'''

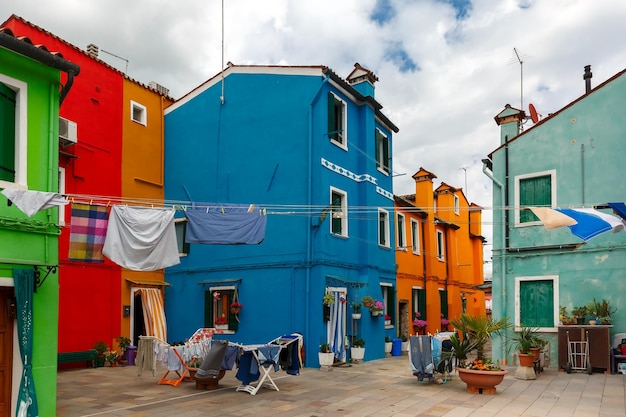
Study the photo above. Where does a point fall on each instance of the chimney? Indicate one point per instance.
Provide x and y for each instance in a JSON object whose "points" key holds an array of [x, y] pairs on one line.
{"points": [[92, 50], [587, 77]]}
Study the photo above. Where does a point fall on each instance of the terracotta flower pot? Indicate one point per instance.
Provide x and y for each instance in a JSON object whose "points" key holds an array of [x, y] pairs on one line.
{"points": [[481, 382]]}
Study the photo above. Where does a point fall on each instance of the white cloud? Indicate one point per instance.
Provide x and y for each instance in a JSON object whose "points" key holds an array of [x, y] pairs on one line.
{"points": [[465, 69]]}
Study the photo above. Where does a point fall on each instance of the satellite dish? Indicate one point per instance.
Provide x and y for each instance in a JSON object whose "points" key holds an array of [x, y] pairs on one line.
{"points": [[533, 113]]}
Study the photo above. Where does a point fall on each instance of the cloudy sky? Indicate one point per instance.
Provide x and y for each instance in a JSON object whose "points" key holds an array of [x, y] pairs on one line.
{"points": [[446, 67]]}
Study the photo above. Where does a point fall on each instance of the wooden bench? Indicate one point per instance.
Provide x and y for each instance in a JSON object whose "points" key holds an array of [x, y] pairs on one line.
{"points": [[85, 355]]}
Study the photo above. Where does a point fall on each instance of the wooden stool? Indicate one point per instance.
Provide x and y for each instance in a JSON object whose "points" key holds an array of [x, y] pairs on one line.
{"points": [[209, 383]]}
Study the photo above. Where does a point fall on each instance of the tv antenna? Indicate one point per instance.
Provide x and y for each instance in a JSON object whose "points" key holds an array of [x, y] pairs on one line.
{"points": [[520, 57]]}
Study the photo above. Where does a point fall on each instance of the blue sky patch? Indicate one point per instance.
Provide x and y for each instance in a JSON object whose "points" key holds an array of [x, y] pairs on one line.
{"points": [[462, 7], [400, 58], [383, 12]]}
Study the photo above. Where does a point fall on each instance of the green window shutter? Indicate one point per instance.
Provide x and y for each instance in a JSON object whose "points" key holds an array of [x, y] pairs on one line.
{"points": [[419, 297], [7, 133], [378, 139], [534, 192], [332, 117], [233, 324], [443, 301], [537, 303], [208, 309]]}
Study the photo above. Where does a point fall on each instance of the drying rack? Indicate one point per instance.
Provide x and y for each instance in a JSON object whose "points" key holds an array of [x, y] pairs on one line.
{"points": [[266, 364], [202, 338]]}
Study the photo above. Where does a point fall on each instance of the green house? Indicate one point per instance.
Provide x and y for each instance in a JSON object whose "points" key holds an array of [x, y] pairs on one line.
{"points": [[33, 83]]}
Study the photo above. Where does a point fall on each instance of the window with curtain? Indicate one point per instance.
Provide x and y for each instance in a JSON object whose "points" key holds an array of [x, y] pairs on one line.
{"points": [[217, 304], [383, 228], [339, 212], [7, 133], [401, 231], [419, 302], [536, 302], [382, 151], [337, 120], [536, 190], [415, 237]]}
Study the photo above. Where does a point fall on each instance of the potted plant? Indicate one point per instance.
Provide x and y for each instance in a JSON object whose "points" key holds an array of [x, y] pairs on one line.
{"points": [[101, 348], [111, 358], [357, 351], [326, 355], [235, 307], [377, 309], [221, 323], [419, 325], [579, 314], [602, 310], [444, 323], [388, 346], [405, 343], [329, 299], [124, 344], [368, 301], [526, 339], [480, 375]]}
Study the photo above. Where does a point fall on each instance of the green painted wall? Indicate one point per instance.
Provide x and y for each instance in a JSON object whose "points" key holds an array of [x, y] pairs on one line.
{"points": [[25, 241], [583, 143]]}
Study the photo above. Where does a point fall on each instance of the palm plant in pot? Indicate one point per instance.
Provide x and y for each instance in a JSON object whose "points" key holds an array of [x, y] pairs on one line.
{"points": [[357, 351], [480, 374]]}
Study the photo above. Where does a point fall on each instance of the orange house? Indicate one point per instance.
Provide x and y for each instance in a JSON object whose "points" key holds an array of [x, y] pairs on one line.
{"points": [[439, 255]]}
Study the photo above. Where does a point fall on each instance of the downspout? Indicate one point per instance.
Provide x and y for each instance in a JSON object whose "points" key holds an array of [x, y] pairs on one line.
{"points": [[309, 243], [503, 231]]}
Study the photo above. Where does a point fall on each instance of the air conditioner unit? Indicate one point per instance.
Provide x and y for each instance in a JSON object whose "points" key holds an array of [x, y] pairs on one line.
{"points": [[67, 132]]}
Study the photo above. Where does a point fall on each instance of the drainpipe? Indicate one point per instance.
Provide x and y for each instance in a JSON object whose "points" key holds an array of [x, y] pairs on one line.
{"points": [[309, 243], [55, 61], [503, 231]]}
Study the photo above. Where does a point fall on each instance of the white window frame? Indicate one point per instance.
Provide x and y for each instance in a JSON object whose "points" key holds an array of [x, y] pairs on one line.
{"points": [[441, 245], [343, 213], [518, 179], [344, 124], [415, 238], [21, 132], [143, 120], [385, 166], [61, 191], [555, 298], [386, 243], [401, 233]]}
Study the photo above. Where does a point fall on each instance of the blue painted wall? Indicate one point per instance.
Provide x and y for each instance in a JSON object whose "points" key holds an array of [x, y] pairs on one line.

'''

• [ACTIVITY]: From the first line to the last, repeat the data above exactly and leave the pictures out.

• [RESULT OF THIS TASK]:
Study the photo above. Where does a point fall on each instance of the chimney? Indicate one point per instance.
Provide x and y for each instance in a JSON object whose "points" key holds an array of [x, y] pairs on one line.
{"points": [[92, 50], [587, 77]]}
Study the photo above. Where does a point fall on each instance of the terracotta flower pot? Indicate one point per instance.
Provide x and y for each instance in a JSON object whose "points" key holds an array of [x, y] pairs on one line.
{"points": [[481, 382]]}
Study the photo above. Where does a point fall on each instance of the white cloud? Indicate one point per instance.
Provide x and y for each instance in a JSON object whose "points" key holds an array of [x, y] pairs on one line.
{"points": [[465, 69]]}
Study the photo above. Where does a point fall on each instance of the satellite dish? Indicate one point per instance.
Provide x and y for each instance in a JSON object whose "points" key holds an array of [x, y] pairs on one line.
{"points": [[533, 113]]}
Study the photo above. Where does a point fall on each instance of the cloudy sky? Indicate one point per instance.
Provide x and y for each instance in a JSON object whose "points" key holds an array of [x, y] pairs on one line.
{"points": [[446, 67]]}
Study the photo above. Where does a point fall on each instance of the wooden bench? Indicate one point per instance.
Provide x and y for each instance in a JSON object whose "points" key holds an array of [x, y] pairs on one line.
{"points": [[85, 355]]}
Study the photo above. Where does a point fall on each instance of the wooden stool? Indicate one point per instance.
Provide x and y for each instance in a JSON object whose "points" key holds an array of [x, y] pairs on one line.
{"points": [[209, 383]]}
Study the photo above. Where does a point fall on each instance of the tv antenna? Indicate one point per instance.
Provide x and y for each instance in a JSON object whose "points" key holds an array of [x, y] pairs on one line.
{"points": [[520, 57]]}
Study the photo above. Where does a point fall on each instance of the blue sky patch? Indicate one point per instance.
Provide x and y for each instance in a JSON object whose "points" key holds an array of [x, y] pairs on one line.
{"points": [[462, 7], [400, 58], [383, 12]]}
Study the photo above. Where does a point fall on each instance of the green window shutter? Indicate one point per instance.
Provide x and y for each instance in a JSON object whose "points" key holds an array of [x, y] pairs on one line.
{"points": [[419, 297], [7, 133], [378, 139], [534, 192], [332, 117], [233, 324], [443, 301], [537, 303], [208, 309]]}
Study the photo above. Where does a point fall on each instance of the drying rack? Indicate one point per instance.
Provide x and y for each instance in a JSON object whose "points" key holds an array of [x, y] pairs on one line.
{"points": [[266, 364], [202, 338]]}
Study the photo above. Where does a point fall on each instance of the green house? Indicate one point per instance.
Provide x and y for each instance in a JSON object whose "points" key holds an array of [x, y] pairs on one line.
{"points": [[33, 83]]}
Study the photo above. Where does a point fall on each instance of the window with curtain? Indicate one point per instance.
Provide x and y for each instance in a JSON object whose "points" key holds an array of [x, y] pairs on one line.
{"points": [[217, 304], [383, 228], [339, 212], [7, 133], [401, 231], [419, 302], [536, 302], [382, 151], [337, 120], [536, 190], [415, 237]]}
Study the photo above. Where does a point fall on each instance of the potted plant? Indicate one point per instance.
Provide x and y for each instance in a JSON object whose "points" key holds an array of [x, y] pairs on one line.
{"points": [[101, 348], [111, 358], [357, 351], [326, 355], [235, 307], [377, 309], [221, 323], [419, 325], [579, 314], [602, 310], [444, 323], [388, 346], [405, 343], [329, 299], [124, 344], [368, 301], [526, 339], [480, 375]]}
Study the photo above. Where does a point fall on each instance of the green painted wall? Indicate one point per instance.
Provide x and y for each instance in a JSON object whose "points" key holds an array of [x, y] pairs on one line.
{"points": [[25, 241], [583, 143]]}
Study the photo above. Where does a point fall on each instance of the palm plant in pot? Indicate one point per instance.
Provide x and y for each instance in a JSON object whose "points" key holds an array of [x, y] pairs on one line.
{"points": [[357, 351], [480, 374]]}
Study the photo above. Where does a point fall on each instance of the orange house? Indicate one point per instance.
Provide x and y for each instance in a JSON object whose "points" key holds an array of [x, y] pairs on one line.
{"points": [[439, 255]]}
Study the photo above. Where does a point fall on each instance of the downspout? Indicate one point per instance.
Provide x and y for each instance in a JSON object whose "points" key holds an array of [x, y] pairs on one line.
{"points": [[309, 243], [503, 231]]}
Study the photo above. Where does a point fall on each instance of the air conditioner unit? Indicate one point per instance.
Provide x and y for each instance in a JSON object whose "points" key holds an array of [x, y] pairs on one line.
{"points": [[67, 132]]}
Study the photo above. Where does a point fall on each instance of the drainpipe? Indicate one point per instance.
Provide x and y for each instance in a JSON object whose "points" key holds an array of [x, y] pairs on one line.
{"points": [[309, 243], [55, 61], [503, 231]]}
Study the photo above. Where does a point fall on each instance of the white window frame? Indicate one point per instance.
Provide x and y for each instance in a JSON object whose "points" key holds an array of [x, y] pairs on one line.
{"points": [[441, 245], [343, 213], [518, 179], [344, 124], [415, 238], [21, 132], [143, 120], [385, 166], [61, 191], [555, 298], [386, 243], [401, 233]]}
Study the photo above. Where does a point fall on each instance of the blue painted wall? Indicate one point per instance.
Provide x and y for each instance in a JSON object whose "points" key holds an array of [x, y] pairs on one line.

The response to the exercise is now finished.